What is being asked>
Rewrite all of the material, replacing every "even-odd" with "nonzero" and keeping everything else unchanged. Leave the pictures out of your answer.

______

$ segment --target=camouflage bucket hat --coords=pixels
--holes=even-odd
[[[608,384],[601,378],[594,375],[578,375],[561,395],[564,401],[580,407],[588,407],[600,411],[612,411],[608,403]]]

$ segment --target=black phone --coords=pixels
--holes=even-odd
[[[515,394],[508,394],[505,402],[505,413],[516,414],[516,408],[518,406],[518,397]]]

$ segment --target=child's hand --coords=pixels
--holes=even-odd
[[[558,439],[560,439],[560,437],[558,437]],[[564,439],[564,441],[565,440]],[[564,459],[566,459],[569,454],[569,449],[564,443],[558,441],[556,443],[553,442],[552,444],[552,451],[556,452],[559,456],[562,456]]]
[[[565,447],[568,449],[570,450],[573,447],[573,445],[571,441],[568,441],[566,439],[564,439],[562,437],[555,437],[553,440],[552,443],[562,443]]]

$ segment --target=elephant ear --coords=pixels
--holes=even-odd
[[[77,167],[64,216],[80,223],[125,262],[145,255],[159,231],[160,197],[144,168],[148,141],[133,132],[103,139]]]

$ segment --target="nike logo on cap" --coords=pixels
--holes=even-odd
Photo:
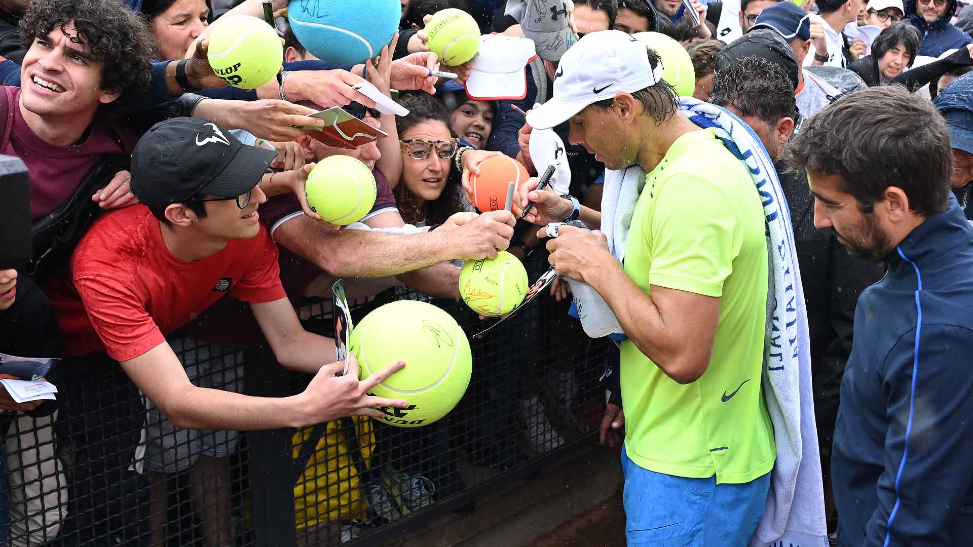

______

Full response>
$ segment --target=camouflage bucket hat --coords=pixels
--holes=nonzero
[[[608,384],[601,378],[594,375],[578,375],[561,395],[564,401],[580,407],[588,407],[600,411],[612,411],[608,403]]]

$ segment --target=black phone --coords=pixels
--holes=nonzero
[[[515,394],[508,394],[505,402],[505,413],[516,414],[516,408],[518,406],[518,397]]]

$ segment --target=child's hand --coords=pixels
--holes=nonzero
[[[558,439],[560,439],[560,437],[558,437]],[[564,439],[564,441],[565,440]],[[564,459],[566,459],[569,454],[569,449],[564,443],[558,441],[556,443],[553,442],[552,444],[552,451],[556,452],[559,456],[562,456]]]
[[[565,447],[568,449],[570,450],[573,447],[573,445],[571,441],[568,441],[566,439],[564,439],[562,437],[555,437],[553,440],[552,443],[562,443]]]

$ segment --target=elephant ear --coords=pixels
--holes=nonzero
[[[77,167],[64,216],[80,223],[125,262],[145,255],[159,231],[160,197],[144,168],[148,141],[133,132],[103,139]]]

$ segment --target="nike logo on cap" --coords=pixels
--holes=nonzero
Photo:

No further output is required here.